■ **What you should do**: Select each line below that contains the word "foliage", and copy those lines in full.

Location identification entries:
• • •

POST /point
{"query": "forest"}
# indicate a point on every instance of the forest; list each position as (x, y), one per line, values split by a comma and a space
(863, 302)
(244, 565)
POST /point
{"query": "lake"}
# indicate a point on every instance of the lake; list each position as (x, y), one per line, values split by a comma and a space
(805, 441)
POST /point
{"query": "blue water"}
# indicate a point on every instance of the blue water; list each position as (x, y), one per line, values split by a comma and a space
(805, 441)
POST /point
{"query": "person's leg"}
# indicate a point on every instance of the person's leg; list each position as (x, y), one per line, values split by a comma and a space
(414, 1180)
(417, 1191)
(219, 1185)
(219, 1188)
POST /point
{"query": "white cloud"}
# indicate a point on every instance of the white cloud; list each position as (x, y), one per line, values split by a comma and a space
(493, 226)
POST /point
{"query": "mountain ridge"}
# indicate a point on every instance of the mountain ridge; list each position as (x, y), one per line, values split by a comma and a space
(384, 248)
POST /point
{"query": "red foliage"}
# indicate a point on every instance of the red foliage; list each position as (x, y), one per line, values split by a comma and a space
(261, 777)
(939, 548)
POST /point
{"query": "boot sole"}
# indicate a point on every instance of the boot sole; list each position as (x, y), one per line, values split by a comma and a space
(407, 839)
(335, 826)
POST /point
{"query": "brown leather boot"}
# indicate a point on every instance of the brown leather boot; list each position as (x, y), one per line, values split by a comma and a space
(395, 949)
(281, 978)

• • •

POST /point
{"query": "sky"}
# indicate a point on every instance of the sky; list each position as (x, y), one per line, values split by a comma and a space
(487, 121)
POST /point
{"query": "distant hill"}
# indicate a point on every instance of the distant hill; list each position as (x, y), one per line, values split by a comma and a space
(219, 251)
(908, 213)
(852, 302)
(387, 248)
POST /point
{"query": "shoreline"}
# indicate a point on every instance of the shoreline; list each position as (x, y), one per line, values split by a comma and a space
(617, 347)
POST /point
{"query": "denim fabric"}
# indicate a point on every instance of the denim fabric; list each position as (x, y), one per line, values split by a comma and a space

• • •

■ **Task answer**:
{"query": "red foliage"}
# indicate a point on every instance of the red foliage; list each position as (x, y), one per line, values split by a comma and a space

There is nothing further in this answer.